Task description: Reproduce every line of the material below word for word, leaving out the pictures.

──────── Given records ────────

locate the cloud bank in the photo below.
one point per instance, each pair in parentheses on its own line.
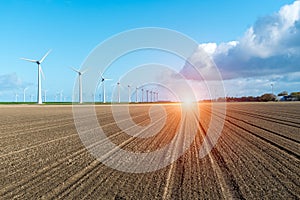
(271,46)
(10,81)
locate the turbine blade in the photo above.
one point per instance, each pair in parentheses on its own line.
(45,56)
(83,72)
(43,75)
(30,60)
(75,70)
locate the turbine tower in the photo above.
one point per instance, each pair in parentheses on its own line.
(80,83)
(16,97)
(24,94)
(61,96)
(136,94)
(103,87)
(119,91)
(272,85)
(151,96)
(40,71)
(129,92)
(45,95)
(147,96)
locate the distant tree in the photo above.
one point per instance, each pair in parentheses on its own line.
(283,93)
(268,97)
(295,96)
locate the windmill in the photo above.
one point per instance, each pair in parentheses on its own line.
(136,94)
(16,97)
(142,94)
(129,93)
(80,83)
(40,71)
(147,95)
(103,87)
(61,96)
(45,95)
(119,92)
(151,95)
(24,94)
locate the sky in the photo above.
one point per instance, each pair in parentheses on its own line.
(253,43)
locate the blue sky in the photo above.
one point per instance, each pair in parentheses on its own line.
(72,29)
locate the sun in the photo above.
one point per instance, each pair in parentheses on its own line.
(188,102)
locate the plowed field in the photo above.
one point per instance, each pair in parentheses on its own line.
(256,157)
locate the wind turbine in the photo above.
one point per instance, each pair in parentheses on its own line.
(61,95)
(272,88)
(103,87)
(45,95)
(16,97)
(119,92)
(142,94)
(40,71)
(129,93)
(24,94)
(147,95)
(80,83)
(136,94)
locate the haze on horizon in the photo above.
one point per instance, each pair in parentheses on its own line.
(254,44)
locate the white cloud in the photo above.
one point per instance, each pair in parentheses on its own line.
(271,46)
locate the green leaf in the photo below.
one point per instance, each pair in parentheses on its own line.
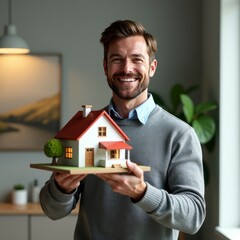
(188,107)
(205,128)
(205,107)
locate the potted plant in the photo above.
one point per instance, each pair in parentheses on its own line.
(197,115)
(19,194)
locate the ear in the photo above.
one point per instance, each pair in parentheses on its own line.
(153,67)
(105,66)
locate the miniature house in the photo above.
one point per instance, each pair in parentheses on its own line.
(92,138)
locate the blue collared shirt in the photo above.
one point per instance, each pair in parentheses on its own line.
(141,112)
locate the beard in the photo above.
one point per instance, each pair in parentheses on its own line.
(128,92)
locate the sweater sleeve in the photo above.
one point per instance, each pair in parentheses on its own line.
(55,203)
(182,206)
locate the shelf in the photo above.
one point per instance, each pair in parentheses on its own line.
(29,209)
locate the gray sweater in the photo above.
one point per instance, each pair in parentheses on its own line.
(174,199)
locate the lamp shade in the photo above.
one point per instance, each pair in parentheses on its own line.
(11,43)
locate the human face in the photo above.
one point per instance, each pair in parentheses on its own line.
(128,68)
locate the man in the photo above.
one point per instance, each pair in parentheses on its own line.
(150,205)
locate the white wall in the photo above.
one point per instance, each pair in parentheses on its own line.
(73,28)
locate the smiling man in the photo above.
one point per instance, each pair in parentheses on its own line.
(137,206)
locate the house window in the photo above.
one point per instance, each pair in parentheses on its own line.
(115,154)
(68,152)
(102,131)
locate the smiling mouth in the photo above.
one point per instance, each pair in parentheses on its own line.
(127,79)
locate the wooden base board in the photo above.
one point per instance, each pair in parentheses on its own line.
(82,170)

────────

Written answer:
locate the cloud bank in the photo below.
one point per instance, each pair in parentheses on its own line.
(271,46)
(10,81)
locate the turbine blade in the photo above.
one point per instance, each pair in parentheses on its own line.
(45,56)
(83,72)
(43,75)
(30,60)
(75,70)
locate the turbine tower in the photo above.
one point per instance, each pair in parentheses on its own line.
(80,83)
(16,97)
(24,94)
(61,96)
(136,94)
(103,87)
(119,91)
(272,85)
(151,96)
(40,71)
(129,92)
(45,95)
(147,96)
locate the distant tree in the photo above.
one point per instance, each pair in parentheses on its own line.
(283,93)
(268,97)
(295,96)
locate the windmill in the photo above.
one point per instance, each pair in parentheses on its own line.
(136,94)
(16,97)
(142,94)
(129,93)
(80,83)
(40,71)
(147,95)
(103,87)
(61,96)
(45,95)
(119,92)
(151,95)
(24,94)
locate the sky in the photo above.
one point per instance, each pair in parentheses on its own line.
(253,43)
locate the blue sky in the photo above.
one point per instance, each pair in parentheses on its own line.
(72,29)
locate the sun in the photo above.
one point per instance, each pair in parentheses on its own line.
(188,102)
locate the plowed field in the photo above.
one point per instance, each pair in parentheses on its own line.
(256,157)
locate the wind turbine in the photo above.
one point per instance, each pair in parentheses on its own line.
(61,95)
(272,88)
(103,87)
(45,95)
(16,97)
(119,92)
(142,94)
(40,71)
(129,93)
(24,94)
(147,95)
(80,83)
(136,94)
locate the haze on horizon in the photo above.
one point per instance, each pair in parentheses on its own line.
(254,44)
locate the white cloud in the photo above.
one point per instance, each pair in parentheses on its own line.
(271,46)
locate the green leaf in the photo below.
one point per instance, each pair in parentheses on its own line.
(188,107)
(205,128)
(205,107)
locate the potted plant in the photo above.
one point per instance, each pair in parentheses on its own line.
(197,115)
(19,194)
locate the ear in the photo above.
one point per instance, each pair in parentheses on its own line.
(153,67)
(105,66)
locate the miniature house in the photo above.
one point per instance, each pair in parentheses on its own line.
(92,138)
locate the blue collared shirt in the photo above.
one point per instance, each pair in parentheses on its own line.
(141,112)
locate the beard in the photo above.
one point per instance, each pair in parentheses on its own line.
(128,92)
locate the sweater sleeve in the photo above.
one point per instance, each pair in parentheses on its own line.
(55,203)
(182,206)
locate the shelf in the photo above.
one point per instance, each pair in parentheses on its own line.
(29,209)
locate the gray sweater in the photo above.
one point per instance, each pair in parentheses on its own line.
(174,199)
locate the lamp shade in the photo above.
one point per instance, each pair in parentheses on its own line.
(11,43)
locate the human face in the photo above.
one point per instance, each pair in parentheses on its own line.
(128,68)
locate the man in the photo above.
one point per instance, each pair in parentheses on its own line.
(150,205)
locate the white wall in the photo above.
one point per instance, each pair in parentheses on its own line.
(73,28)
locate the smiling man in the photo above.
one point per instance, each pair in parentheses on its own line.
(137,206)
locate the house window in the photo above.
one point per instance, each pair in parentheses on its own line.
(115,154)
(68,152)
(102,131)
locate the smiling mouth in the photo above.
one point per instance, each pair in parentheses on its own line.
(127,79)
locate the wooden base board in the photo above.
one point per instance, each pair in parentheses on its own line.
(82,170)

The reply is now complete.